• BRIEF 1: Copy the listing word for word, from its first line through the line that contains "[633,164,681,197]".

Understanding spark process behaviour

103 views Asked by At

I would like to understand a process behavior. Basically this spark process must be create at most five files, one for each territory and save them into HDFS.

Territories are provided by an array of five strings. But when I'm looking at spark UI, I see many times the same action being executed.

These are my questions:

  • Why isEmpty action has been executed 4 times for each territory instead of one? I expect just one action for territory.
  • How are decided the tasks number when isEmpty is calculated? First time there is just one task, the second time tasks are 4, third are 20 and fourth are 35. Which the logic behind that sizing? Can I control that number in some way?

NOTE: is someone has a more say big data solution for to accomplish the same process goal, please suggest me.

This is the code excerpt for the Spark process:

class IntegrationStatusD1RequestProcess {

  logger.info(s"Retrieving all measurement point from DB")
  val allMPoints = registryData.createIncrementalRegistryByMPointID()
    .setName("allMPoints")

• DATASET ENTRIES:
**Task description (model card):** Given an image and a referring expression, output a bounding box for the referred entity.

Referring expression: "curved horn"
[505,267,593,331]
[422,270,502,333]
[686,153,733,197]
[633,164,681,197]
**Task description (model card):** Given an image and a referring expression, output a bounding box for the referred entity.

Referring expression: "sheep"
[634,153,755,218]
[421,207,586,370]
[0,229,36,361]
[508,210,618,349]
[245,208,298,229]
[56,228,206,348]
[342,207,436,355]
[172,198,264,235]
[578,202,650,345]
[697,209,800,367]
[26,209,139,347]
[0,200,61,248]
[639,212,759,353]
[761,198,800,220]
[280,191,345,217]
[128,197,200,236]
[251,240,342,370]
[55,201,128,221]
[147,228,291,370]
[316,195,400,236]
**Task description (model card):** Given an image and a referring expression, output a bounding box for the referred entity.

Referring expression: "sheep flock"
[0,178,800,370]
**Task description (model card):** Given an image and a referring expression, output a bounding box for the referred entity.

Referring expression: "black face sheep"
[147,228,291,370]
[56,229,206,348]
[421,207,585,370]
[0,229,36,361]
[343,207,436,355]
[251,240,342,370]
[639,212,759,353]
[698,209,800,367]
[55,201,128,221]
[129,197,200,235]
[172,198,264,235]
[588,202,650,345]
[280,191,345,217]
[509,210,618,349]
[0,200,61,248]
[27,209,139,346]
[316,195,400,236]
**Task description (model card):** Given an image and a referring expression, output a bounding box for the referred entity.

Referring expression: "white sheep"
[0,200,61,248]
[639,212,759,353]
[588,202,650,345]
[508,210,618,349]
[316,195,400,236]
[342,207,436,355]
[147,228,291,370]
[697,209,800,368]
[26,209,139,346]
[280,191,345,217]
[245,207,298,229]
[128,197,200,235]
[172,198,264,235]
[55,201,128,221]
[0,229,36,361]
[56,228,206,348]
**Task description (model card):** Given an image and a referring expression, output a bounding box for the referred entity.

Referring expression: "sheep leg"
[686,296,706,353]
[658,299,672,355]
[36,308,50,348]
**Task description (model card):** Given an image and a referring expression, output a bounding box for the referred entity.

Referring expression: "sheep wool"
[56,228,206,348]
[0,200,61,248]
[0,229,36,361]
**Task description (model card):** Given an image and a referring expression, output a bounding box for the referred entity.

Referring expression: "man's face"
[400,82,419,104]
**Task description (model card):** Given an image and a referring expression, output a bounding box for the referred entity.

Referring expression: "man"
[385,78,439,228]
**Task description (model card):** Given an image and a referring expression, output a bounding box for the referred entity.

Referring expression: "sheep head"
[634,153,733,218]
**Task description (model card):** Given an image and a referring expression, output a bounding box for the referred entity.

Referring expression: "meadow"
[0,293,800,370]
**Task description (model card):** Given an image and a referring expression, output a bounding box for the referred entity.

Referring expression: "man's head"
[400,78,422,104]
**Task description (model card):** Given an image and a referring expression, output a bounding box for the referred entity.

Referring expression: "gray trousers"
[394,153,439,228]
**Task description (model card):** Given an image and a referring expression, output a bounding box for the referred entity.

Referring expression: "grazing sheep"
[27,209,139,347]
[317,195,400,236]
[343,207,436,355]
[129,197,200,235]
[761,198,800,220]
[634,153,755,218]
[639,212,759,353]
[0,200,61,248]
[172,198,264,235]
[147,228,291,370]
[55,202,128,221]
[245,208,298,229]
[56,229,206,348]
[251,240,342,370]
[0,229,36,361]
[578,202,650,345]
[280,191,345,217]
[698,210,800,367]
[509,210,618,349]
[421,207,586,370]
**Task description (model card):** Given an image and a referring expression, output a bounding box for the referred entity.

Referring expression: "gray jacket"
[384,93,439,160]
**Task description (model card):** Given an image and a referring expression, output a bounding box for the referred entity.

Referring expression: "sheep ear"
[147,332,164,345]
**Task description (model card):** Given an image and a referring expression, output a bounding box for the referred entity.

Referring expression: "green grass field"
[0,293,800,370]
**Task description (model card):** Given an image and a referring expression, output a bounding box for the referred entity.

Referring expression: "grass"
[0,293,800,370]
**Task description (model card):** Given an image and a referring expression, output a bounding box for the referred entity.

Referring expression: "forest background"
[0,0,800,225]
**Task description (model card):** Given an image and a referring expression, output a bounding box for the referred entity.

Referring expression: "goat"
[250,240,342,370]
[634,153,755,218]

• BRIEF 2: Pick up the forum post about Spark process behavior at its last line and write the next part.

• WRITTEN REPLY 1:
**Task description (model card):** Given an image and a referring expression, output a bounding box for the referred entity.

Referring expression: "curved horn"
[505,267,593,331]
[422,270,502,333]
[686,153,733,197]
[633,164,681,197]

• WRITTEN REPLY 2:
    .persist(StorageLevel.MEMORY_AND_DISK)

  logger.info("getTerritories return always an array of five String")
  intStatusHelper.getTerritories.foreach { territory =>

    logger.info(s"Retrieving measurement point for territory $territory")
    val intStatusesChanged = allMPoints
      .filter { m => m.getmPoint.substring(0, 3) == territory }
      .setName(s"intStatusesChanged_${territory}")
      .persist(StorageLevel.MEMORY_AND_DISK)

    intStatusesChanged.isEmpty match {
      case true => logger.info(s"No changes detected for territory")
      case false =>

      //create file and save it into hdfs

    }
  }
}

This is the image showing all the spark jobs:

enter image description here

The following first two images showing isEmpty stages: enter image description here enter image description here

1

There are 1 answers

0
Tim On BEST ANSWER

isEmpty is inefficient if you expect it to be true!

Here's the RDD code for isEmpty:

def isEmpty(): Boolean = withScope {
  partitions.length == 0 || take(1).length == 0
}

It calls take. This is an efficient implementation if you think the RDD isn't empty, but is a horrible implementation if you think that it is.

The implementation of take follows this recursive step, starting at parts = 1:

  1. Collect the first parts partitions.
  2. Check if this result contain >= n items.
  3. If yes, take the first n
  4. If no, repeat step 1 with parts = parts * 4.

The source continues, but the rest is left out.